Set exercise:
Collect and copy out every line of the listing below that contains the word "Target". The match is case-sensitive.

Data extract:
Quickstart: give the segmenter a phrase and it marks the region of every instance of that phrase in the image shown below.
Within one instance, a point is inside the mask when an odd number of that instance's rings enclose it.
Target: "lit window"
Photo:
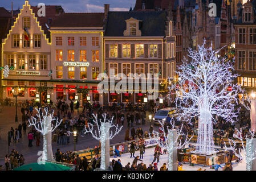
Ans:
[[[41,47],[41,35],[34,35],[34,47]]]
[[[68,50],[68,61],[75,61],[75,51],[74,50]]]
[[[99,37],[97,36],[92,37],[92,46],[99,46]]]
[[[30,28],[30,17],[23,17],[23,28]]]
[[[136,24],[135,23],[130,23],[129,24],[130,28],[130,35],[136,35]]]
[[[68,67],[68,78],[69,79],[75,78],[75,67]]]
[[[117,57],[117,44],[110,45],[110,57]]]
[[[123,63],[123,73],[126,76],[128,76],[131,73],[131,64],[130,63]]]
[[[79,60],[80,61],[86,61],[86,51],[80,50],[79,52]]]
[[[136,57],[144,57],[144,45],[136,44]]]
[[[75,38],[74,36],[69,36],[67,38],[67,45],[75,46]]]
[[[131,57],[131,45],[123,44],[123,57]]]
[[[55,37],[55,44],[56,44],[56,46],[62,46],[62,36]]]
[[[56,60],[62,61],[62,50],[56,50]]]
[[[36,63],[35,63],[35,55],[29,56],[29,69],[35,69]]]
[[[92,67],[92,78],[96,80],[99,74],[100,74],[100,68]]]
[[[151,58],[157,58],[157,45],[149,45],[149,56]]]
[[[14,67],[14,60],[13,55],[7,55],[7,64],[8,64],[9,68]]]
[[[57,78],[63,78],[62,66],[56,66],[56,77]]]
[[[25,69],[25,56],[23,55],[18,55],[18,69]]]
[[[99,61],[99,50],[92,50],[92,61]]]
[[[47,56],[40,55],[40,69],[46,70],[47,69]]]
[[[86,46],[86,36],[79,37],[80,46]]]
[[[19,35],[13,34],[13,47],[19,47]]]
[[[80,67],[80,79],[86,79],[87,78],[87,68],[86,67]]]

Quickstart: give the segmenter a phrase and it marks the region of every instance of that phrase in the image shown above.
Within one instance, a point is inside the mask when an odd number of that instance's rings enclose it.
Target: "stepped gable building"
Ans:
[[[107,75],[111,69],[114,75],[111,76],[116,77],[118,73],[127,77],[135,73],[141,77],[147,73],[153,77],[158,75],[159,95],[164,96],[165,88],[161,85],[165,85],[162,84],[168,77],[175,76],[176,41],[172,26],[166,11],[109,12],[104,36]],[[143,103],[148,98],[147,90],[141,87],[135,91],[105,93],[104,104]]]

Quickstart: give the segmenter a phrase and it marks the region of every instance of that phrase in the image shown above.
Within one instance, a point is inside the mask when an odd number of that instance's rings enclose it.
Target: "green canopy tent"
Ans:
[[[13,170],[30,171],[30,168],[32,169],[32,171],[71,171],[73,167],[72,166],[68,167],[66,165],[46,162],[45,164],[38,164],[37,163],[34,163],[23,165],[14,168]]]

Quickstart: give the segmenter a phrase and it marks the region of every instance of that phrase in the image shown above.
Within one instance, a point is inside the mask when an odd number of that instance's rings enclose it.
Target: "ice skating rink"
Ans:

The completed task:
Target: "lit window"
Target: "stepped gable building"
Target: "green canopy tent"
Target: "ice skating rink"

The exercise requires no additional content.